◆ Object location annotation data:
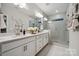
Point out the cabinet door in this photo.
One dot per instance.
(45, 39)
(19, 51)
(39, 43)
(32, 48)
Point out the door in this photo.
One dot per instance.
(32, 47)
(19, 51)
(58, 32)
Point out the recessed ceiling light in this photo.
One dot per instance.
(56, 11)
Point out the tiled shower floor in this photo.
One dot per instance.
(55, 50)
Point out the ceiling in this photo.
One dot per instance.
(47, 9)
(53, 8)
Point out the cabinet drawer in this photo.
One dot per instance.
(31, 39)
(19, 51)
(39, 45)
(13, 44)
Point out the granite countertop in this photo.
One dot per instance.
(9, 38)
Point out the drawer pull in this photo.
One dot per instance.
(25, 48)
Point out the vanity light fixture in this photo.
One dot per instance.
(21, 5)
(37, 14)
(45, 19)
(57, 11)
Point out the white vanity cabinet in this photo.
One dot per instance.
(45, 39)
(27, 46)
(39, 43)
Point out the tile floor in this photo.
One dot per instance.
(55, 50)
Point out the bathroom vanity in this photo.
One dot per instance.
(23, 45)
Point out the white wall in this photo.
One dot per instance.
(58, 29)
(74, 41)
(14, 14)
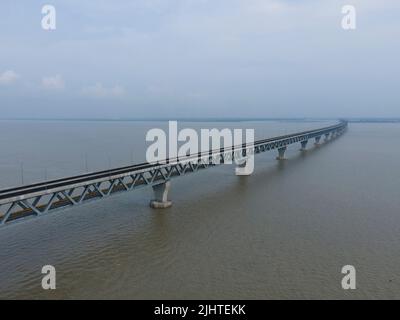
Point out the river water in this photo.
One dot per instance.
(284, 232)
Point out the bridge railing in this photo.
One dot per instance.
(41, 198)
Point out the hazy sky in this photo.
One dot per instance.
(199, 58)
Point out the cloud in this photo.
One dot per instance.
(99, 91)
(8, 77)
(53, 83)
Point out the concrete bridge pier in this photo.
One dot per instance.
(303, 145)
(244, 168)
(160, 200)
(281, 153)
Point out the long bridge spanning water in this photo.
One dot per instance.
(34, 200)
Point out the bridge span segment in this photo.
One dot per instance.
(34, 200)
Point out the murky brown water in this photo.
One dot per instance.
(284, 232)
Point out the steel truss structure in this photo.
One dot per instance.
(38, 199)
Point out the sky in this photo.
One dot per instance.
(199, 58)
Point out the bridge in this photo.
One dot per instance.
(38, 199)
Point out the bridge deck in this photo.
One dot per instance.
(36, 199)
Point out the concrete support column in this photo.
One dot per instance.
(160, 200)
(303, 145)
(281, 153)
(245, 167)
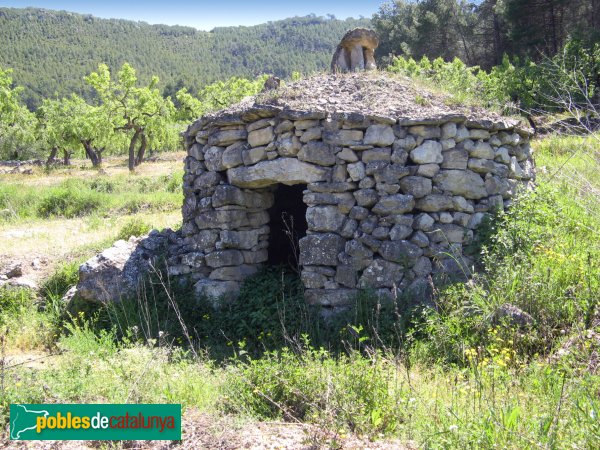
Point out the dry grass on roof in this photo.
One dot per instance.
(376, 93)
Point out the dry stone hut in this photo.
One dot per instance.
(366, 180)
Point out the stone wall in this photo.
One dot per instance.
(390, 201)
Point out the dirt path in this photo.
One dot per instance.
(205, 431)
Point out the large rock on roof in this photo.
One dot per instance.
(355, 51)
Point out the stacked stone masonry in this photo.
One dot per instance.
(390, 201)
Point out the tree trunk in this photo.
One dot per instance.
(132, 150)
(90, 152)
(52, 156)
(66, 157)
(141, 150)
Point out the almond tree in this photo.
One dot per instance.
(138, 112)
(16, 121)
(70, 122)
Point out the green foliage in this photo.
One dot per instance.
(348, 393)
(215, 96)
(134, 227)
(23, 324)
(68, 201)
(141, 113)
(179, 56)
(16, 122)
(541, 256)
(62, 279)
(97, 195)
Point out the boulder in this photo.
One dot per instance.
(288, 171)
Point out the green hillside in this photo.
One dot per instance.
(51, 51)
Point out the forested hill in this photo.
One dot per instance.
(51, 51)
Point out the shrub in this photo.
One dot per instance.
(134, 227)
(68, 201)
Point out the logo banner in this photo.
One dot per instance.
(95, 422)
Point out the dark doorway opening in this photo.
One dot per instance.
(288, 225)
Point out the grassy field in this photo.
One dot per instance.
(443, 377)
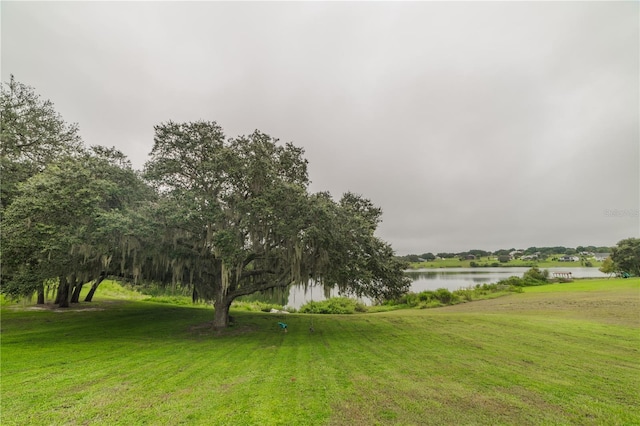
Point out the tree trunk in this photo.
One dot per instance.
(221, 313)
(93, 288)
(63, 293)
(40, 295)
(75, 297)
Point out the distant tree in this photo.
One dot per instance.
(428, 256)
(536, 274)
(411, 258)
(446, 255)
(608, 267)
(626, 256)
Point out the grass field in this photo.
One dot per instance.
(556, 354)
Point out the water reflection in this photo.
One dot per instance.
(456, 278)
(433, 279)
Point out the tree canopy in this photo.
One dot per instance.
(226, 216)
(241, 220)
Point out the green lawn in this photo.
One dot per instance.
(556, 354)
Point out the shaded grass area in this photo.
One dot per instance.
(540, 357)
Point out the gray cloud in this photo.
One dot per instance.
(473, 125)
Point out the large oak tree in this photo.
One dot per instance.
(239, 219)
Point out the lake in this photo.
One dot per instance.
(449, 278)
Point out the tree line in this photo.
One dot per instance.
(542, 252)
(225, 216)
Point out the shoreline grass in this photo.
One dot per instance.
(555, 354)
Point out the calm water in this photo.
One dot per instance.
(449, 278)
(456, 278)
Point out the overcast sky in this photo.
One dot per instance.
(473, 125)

◆ What the task requires: Change every "in this photo" in the lines above to "in this image" and write out all the lines again with nothing else altered. Leave the pictures out of your answer.

◆ Output below:
Point out the cabinet door in this image.
One dot per instance.
(45, 39)
(19, 51)
(39, 43)
(32, 48)
Point out the door in this image.
One dot per instance.
(32, 47)
(19, 51)
(58, 32)
Point out the recessed ceiling light in this image.
One dot per instance.
(56, 11)
Point out the tiled shower floor in this image.
One dot per instance.
(55, 50)
Point out the ceiling in this image.
One dot per instance.
(47, 9)
(53, 8)
Point out the cabinet drawer in this image.
One dot per instance.
(31, 39)
(19, 51)
(39, 45)
(13, 44)
Point out the granite countertop in this image.
One dot per instance.
(9, 38)
Point out the drawer pull in this image.
One dot per instance.
(25, 48)
Point out the vanity light fixture in this image.
One dot per instance.
(21, 5)
(37, 14)
(45, 19)
(57, 11)
Point out the white vanity cabinet in this image.
One dot per instance.
(45, 39)
(27, 46)
(39, 43)
Point out the tile floor in this image.
One dot per instance.
(55, 50)
Point out the bathroom vanity in this image.
One dot per instance.
(23, 45)
Point out the white wall in this image.
One dot per instance.
(58, 29)
(74, 41)
(14, 14)
Point out the river water in this image.
One dot per instance.
(284, 232)
Point out the bridge railing in this image.
One dot per instance.
(41, 198)
Point out the hazy sky in this image.
One dot per instance.
(199, 58)
Point out the cloud in this image.
One dot per instance.
(99, 91)
(8, 77)
(53, 83)
Point out the concrete bridge pier in this image.
One dot per instance.
(303, 145)
(244, 168)
(160, 200)
(281, 153)
Point out the long bridge spanning water in this image.
One dot per instance.
(34, 200)
Point out the bridge span segment in this image.
One dot per instance.
(34, 200)
Point out the murky brown water in this image.
One dot per instance.
(284, 232)
Point out the steel truss structure in this image.
One dot per instance.
(38, 199)
Point out the sky in this image.
One dot per instance.
(199, 58)
Point out the bridge in this image.
One dot per instance.
(38, 199)
Point out the bridge deck in this image.
One dot per instance.
(36, 199)
Point out the concrete support column in this image.
One dot per instance.
(160, 200)
(303, 145)
(281, 153)
(245, 167)
Point out the dry grass on roof in this image.
One dot per instance.
(376, 93)
Point out the dry stone hut in this image.
One dot per instance.
(366, 180)
Point out the stone wall in this image.
One dot per instance.
(390, 201)
Point out the dirt path in this image.
One dot per instance.
(205, 431)
Point out the large rock on roof in this image.
One dot per instance.
(355, 51)
Point out the stacked stone masonry in this image.
One dot per instance.
(390, 201)
Point out the tree trunk in this image.
One dot per instance.
(132, 150)
(90, 152)
(52, 156)
(66, 157)
(141, 150)
Point out the almond tree in this image.
One dot per instance.
(138, 112)
(16, 121)
(70, 122)
Point out the green foliage in this image.
One dot per instance.
(348, 393)
(215, 96)
(134, 227)
(23, 324)
(68, 201)
(141, 113)
(179, 56)
(16, 122)
(541, 256)
(62, 279)
(97, 195)
Point out the boulder in this image.
One dot per instance.
(288, 171)
Point out the green hillside in this image.
One dot per instance.
(51, 51)
Point out the forested hill in this image.
One dot per instance.
(51, 51)
Point out the shrub in this image.
One dot per instance.
(134, 227)
(68, 201)
Point out the logo banner in this image.
One dot per instance.
(95, 422)
Point out the dark doorway opening in this image.
One dot per instance.
(288, 225)
Point out the grassy field in this image.
One dot per instance.
(443, 377)
Point out the tree trunk in this image.
One dot per instance.
(221, 313)
(93, 288)
(63, 293)
(40, 295)
(75, 297)
Point out the distant tree in this image.
One dot per instance.
(428, 256)
(536, 274)
(411, 258)
(446, 255)
(608, 267)
(626, 256)
Point out the grass field in this image.
One dot per instance.
(556, 354)
Point out the water reflection in this image.
One dot per instance.
(456, 278)
(433, 279)
Point out the tree canopy in this image.
One dot per instance.
(226, 216)
(241, 220)
Point out the green lawn in this image.
One dot per instance.
(556, 354)
Point out the shaded grass area in this image.
One dot per instance.
(540, 357)
Point out the gray cloud in this image.
One dot per instance.
(473, 125)
Point out the large oak tree in this image.
One dot per instance.
(239, 219)
Point out the lake in this image.
One dot per instance.
(449, 278)
Point out the tree line in this image.
One dot per instance.
(542, 252)
(225, 216)
Point out the shoreline grass in this image.
One dot per instance.
(555, 354)
Point out the calm water in this image.
One dot per instance.
(449, 278)
(456, 278)
Point out the overcast sky in this image.
One dot per instance.
(473, 125)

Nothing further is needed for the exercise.